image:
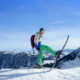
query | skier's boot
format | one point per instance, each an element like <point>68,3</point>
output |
<point>38,66</point>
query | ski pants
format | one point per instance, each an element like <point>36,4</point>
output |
<point>43,48</point>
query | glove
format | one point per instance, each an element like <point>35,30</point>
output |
<point>38,49</point>
<point>58,52</point>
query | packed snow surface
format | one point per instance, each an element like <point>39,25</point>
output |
<point>70,71</point>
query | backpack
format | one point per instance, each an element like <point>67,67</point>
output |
<point>32,40</point>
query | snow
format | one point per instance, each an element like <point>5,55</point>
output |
<point>70,70</point>
<point>39,74</point>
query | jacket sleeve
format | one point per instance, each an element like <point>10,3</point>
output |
<point>36,39</point>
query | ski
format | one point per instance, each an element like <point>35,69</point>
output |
<point>57,57</point>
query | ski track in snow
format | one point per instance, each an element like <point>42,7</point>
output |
<point>38,74</point>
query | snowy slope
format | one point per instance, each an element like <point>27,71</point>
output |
<point>70,70</point>
<point>38,74</point>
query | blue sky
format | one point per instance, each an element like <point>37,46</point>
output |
<point>19,19</point>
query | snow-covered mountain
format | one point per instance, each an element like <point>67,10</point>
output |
<point>70,68</point>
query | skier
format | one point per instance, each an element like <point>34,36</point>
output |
<point>37,44</point>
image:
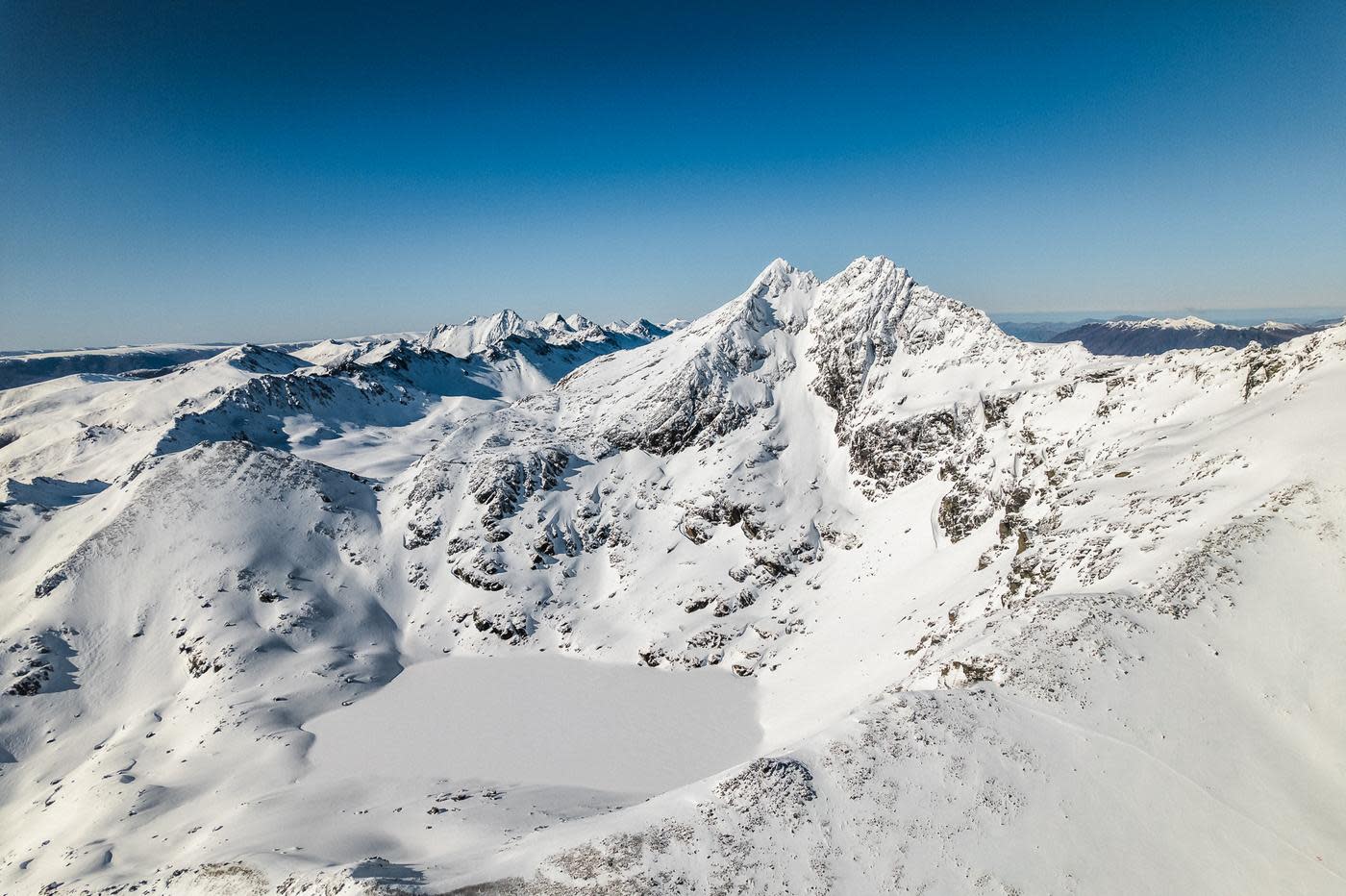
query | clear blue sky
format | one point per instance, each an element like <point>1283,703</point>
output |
<point>226,171</point>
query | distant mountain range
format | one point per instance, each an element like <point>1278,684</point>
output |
<point>910,606</point>
<point>1131,336</point>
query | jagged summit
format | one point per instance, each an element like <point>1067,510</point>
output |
<point>976,600</point>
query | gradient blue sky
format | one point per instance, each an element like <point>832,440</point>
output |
<point>228,171</point>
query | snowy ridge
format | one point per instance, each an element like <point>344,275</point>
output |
<point>1010,615</point>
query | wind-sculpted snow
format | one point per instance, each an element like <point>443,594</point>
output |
<point>1011,618</point>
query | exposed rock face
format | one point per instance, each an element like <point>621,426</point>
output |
<point>991,593</point>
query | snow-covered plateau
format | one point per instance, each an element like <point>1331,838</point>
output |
<point>835,589</point>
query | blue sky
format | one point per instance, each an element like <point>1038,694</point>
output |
<point>212,171</point>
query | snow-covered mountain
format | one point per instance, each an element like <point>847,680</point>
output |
<point>837,588</point>
<point>1157,336</point>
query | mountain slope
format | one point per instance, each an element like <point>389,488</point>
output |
<point>1013,618</point>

▶ TAREFA PROPOSTA: Transcreva na íntegra, linha por linha, todo o material acima, deixando as imagens fora da resposta.

▶ RESPOSTA COMPLETA:
image:
query | skier's boot
format | one point per instance, each an element like <point>68,3</point>
output |
<point>38,66</point>
query | ski pants
format | one point per instance, each an element like <point>36,4</point>
output |
<point>43,48</point>
query | glove
format | one point per instance, each an element like <point>35,30</point>
output |
<point>38,49</point>
<point>58,52</point>
query | packed snow surface
format | one point per instance, each an element like <point>39,25</point>
output |
<point>70,71</point>
query | backpack
format | one point per instance, each an element like <point>67,67</point>
output |
<point>32,40</point>
query | snow
format | one point per instance, each an element like <point>5,55</point>
output |
<point>70,70</point>
<point>39,74</point>
query | jacket sleeve
format | one point per instance, each an element like <point>10,3</point>
output |
<point>36,39</point>
query | ski
format | one point per instance, each an element like <point>35,69</point>
output |
<point>57,57</point>
query | ski track in snow
format | one point per instance, each an element like <point>42,7</point>
output |
<point>38,74</point>
query | snowy slope
format | one point per instance, each an element like <point>27,71</point>
output |
<point>70,70</point>
<point>38,74</point>
query | blue sky
format | one point per instance, each an element like <point>37,46</point>
output |
<point>19,19</point>
query | snow-covered mountain
format | one point per instance, each an element like <point>67,10</point>
output |
<point>70,68</point>
query | skier
format | one point per instance, each an element like <point>34,36</point>
output |
<point>37,44</point>
image:
query | clear blue sky
format | one point per instance, each an element like <point>1283,703</point>
output |
<point>226,171</point>
query | distant mountain range
format | one point per instance, each an element like <point>1278,684</point>
output |
<point>910,606</point>
<point>1131,336</point>
query | jagged summit
format | one point per instance, each an element like <point>1067,510</point>
output |
<point>976,600</point>
query | gradient blue sky
format | one point per instance, each an element like <point>832,440</point>
output |
<point>228,171</point>
query | snowy ridge
format | one point per instance, each an element like <point>344,275</point>
output |
<point>1010,615</point>
query | wind-sculpted snow
format | one point per instance, each an element like <point>443,594</point>
output |
<point>1011,618</point>
query | exposed rock face
format | one point per instance, each an element like <point>621,426</point>
output |
<point>991,593</point>
query | snow-covered plateau
format | one point per instance, each an element like <point>1331,838</point>
output |
<point>835,589</point>
query | blue sky
format | one point per instance, each an element like <point>1038,694</point>
output |
<point>212,171</point>
query | snow-covered mountain
format | one point per instance, each an element like <point>847,680</point>
output |
<point>837,588</point>
<point>1157,336</point>
query | mountain slope
format | one point per instance, each an element like <point>389,488</point>
output |
<point>1013,618</point>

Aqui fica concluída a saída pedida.